** Start Given information **

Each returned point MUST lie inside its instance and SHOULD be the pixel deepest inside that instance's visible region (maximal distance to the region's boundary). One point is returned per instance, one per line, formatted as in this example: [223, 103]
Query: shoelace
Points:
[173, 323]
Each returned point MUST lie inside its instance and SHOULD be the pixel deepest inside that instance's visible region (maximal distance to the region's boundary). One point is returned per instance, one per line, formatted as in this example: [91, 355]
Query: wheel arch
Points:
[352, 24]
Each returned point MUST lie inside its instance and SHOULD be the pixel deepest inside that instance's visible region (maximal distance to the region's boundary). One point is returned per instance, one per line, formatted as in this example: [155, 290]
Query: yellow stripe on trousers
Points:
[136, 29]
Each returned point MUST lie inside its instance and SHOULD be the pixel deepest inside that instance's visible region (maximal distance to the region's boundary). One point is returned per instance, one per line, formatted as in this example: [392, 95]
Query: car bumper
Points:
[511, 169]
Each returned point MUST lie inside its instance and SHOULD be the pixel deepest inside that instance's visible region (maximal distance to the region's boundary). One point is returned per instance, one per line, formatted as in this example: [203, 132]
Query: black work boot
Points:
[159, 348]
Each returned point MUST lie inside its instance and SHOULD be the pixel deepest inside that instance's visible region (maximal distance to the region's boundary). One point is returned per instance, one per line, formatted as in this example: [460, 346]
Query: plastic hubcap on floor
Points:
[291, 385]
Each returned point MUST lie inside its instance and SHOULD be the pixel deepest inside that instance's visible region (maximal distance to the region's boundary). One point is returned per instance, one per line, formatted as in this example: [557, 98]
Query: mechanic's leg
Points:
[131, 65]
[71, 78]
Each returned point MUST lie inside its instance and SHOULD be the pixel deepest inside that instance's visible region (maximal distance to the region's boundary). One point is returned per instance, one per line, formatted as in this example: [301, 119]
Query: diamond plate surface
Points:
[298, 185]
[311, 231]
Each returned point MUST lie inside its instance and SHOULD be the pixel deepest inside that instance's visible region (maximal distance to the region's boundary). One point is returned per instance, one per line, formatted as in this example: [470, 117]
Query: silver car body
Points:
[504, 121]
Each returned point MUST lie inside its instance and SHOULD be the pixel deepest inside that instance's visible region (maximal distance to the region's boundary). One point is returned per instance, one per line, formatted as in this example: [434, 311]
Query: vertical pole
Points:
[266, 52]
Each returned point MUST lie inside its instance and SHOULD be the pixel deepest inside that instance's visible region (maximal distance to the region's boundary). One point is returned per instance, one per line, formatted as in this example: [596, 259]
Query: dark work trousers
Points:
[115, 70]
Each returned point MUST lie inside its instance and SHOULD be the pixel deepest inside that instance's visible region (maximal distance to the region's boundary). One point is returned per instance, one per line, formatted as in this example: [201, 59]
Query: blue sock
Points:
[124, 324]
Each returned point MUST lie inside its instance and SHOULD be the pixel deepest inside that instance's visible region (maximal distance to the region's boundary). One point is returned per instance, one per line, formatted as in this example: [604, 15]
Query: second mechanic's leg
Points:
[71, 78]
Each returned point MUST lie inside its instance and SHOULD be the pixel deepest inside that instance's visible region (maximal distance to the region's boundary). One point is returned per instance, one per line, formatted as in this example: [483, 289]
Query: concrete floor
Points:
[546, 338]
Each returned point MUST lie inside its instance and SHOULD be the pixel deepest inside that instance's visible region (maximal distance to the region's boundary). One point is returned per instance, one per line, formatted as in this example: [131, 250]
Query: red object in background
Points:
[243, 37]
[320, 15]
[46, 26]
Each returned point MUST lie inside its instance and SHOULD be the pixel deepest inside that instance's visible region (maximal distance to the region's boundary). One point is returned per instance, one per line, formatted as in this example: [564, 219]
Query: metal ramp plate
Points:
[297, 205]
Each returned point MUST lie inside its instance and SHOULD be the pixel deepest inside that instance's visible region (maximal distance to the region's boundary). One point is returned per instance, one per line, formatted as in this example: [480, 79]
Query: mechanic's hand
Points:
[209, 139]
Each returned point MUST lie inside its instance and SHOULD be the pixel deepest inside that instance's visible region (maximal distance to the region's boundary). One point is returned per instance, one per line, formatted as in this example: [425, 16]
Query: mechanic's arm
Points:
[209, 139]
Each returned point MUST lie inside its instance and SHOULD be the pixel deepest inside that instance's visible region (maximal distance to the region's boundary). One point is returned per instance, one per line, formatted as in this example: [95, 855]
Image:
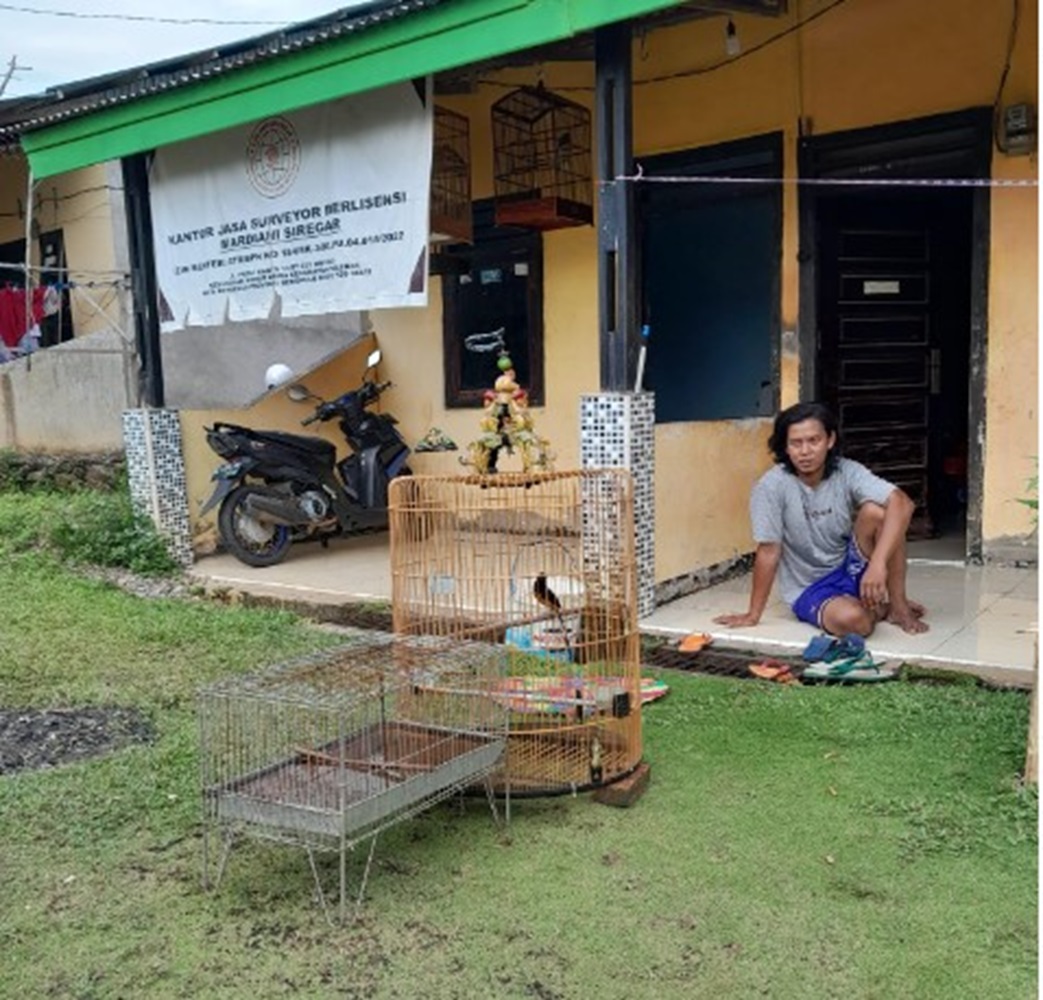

** End Given information **

- _Short exercise_
Extract every line in the entries above that contains the word "floor". List each such line in full and in the order it appears.

- _Finished answer_
Query: plastic hubcap on floor
Query: concrete floor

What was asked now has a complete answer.